» Reading passage
◇ ◇ ◇ ◇ ◇
Kitten health

Providing moggy kittens have had a good start in life, they tend generally to be quite healthy and hardy. If you’ve decided on a pedigree, find out as much as you can about the breed that appeals, and ask your vet if there are any relevant common health problems you should ask the breeder about.

When you visit, pedigree kittens should be seen with mum and all should look clean, happy, healthy and alert. Ask to pick one up so that you can do a health check. If the kitten seems very nervous of being handled this could mean he’s not used to people and may not have been fully socialised, meaning he may find it difficult to settle into a new home.

When you visit your kitten at the breeder's house or rescue centre, cup one hand under his chest and support the rear end with your other hand. Bring him close to your body and gently check the areas below. Even subtle changes in your kitten’s behaviour may indicate a problem, so make your own regular checks, and continue to do so between annual check-ups and booster vaccinations as he grows up.

The signs of a healthy kitten

  • Ears should be clean and free of waxy discharge, which could indicate ear mites
  • Eyes should be clear, free from discharge, soreness or reddened eyelids. There should be no sign of the grey-coloured third eyelid as this could indicate illness
  • Be wary if the kitten sneezes frequently or if his nose is runny
  • Your kitten's mouth should be a healthy pink
  • Look for any scabby patches on this skin as this could indicate ringworm
  • Your kitten's bottom should be clean with no evidence of diarrhoea or worms.
◇ ◇ ◇ ◇ ◇
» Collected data
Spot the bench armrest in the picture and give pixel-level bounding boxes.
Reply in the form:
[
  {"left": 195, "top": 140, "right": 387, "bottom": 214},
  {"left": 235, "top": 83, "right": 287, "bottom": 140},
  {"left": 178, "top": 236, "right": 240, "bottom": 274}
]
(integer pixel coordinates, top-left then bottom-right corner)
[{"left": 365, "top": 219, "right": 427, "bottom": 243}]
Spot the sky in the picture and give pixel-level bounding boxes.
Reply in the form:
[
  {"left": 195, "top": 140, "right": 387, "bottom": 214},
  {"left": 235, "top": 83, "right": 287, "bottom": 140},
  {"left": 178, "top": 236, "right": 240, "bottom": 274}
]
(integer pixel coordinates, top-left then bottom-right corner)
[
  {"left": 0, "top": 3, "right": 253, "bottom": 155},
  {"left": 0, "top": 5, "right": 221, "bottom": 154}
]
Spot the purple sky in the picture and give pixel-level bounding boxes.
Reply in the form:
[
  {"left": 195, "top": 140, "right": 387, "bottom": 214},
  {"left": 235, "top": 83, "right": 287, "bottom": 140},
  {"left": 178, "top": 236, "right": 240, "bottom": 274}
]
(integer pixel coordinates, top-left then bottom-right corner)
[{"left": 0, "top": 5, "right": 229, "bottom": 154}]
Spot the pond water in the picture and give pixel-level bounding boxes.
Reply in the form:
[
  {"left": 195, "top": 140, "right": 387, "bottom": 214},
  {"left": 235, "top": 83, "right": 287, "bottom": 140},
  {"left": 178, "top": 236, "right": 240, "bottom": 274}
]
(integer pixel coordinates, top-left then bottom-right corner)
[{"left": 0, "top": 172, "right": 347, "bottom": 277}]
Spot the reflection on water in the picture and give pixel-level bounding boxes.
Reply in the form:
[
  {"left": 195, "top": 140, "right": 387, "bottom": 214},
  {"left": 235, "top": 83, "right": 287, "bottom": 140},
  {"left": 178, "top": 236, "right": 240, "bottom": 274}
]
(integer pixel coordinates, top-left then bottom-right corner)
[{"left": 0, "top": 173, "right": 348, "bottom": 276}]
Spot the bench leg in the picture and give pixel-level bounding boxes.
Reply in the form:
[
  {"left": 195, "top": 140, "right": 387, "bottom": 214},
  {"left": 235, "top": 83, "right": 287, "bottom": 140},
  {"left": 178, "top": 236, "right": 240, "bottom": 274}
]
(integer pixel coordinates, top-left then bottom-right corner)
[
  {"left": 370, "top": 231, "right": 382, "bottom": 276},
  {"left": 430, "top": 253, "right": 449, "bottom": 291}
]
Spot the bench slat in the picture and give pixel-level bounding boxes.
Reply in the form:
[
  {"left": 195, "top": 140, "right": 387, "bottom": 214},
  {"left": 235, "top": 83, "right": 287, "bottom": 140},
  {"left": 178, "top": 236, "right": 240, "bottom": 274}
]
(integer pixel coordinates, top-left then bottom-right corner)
◇ ◇ ◇ ◇ ◇
» Activity A
Reproduce the stretch of the kitten health text from "Providing moggy kittens" through "the breeder about.".
» Activity B
In the kitten health text, what could waxy discharge in a kitten's ears indicate?

» Answer space A
Providing moggy kittens have had a good start in life, they tend generally to be quite healthy and hardy. If you’ve decided on a pedigree, find out as much as you can about the breed that appeals, and ask your vet if there are any relevant common health problems you should ask the breeder about.

» Answer space B
Ear mites.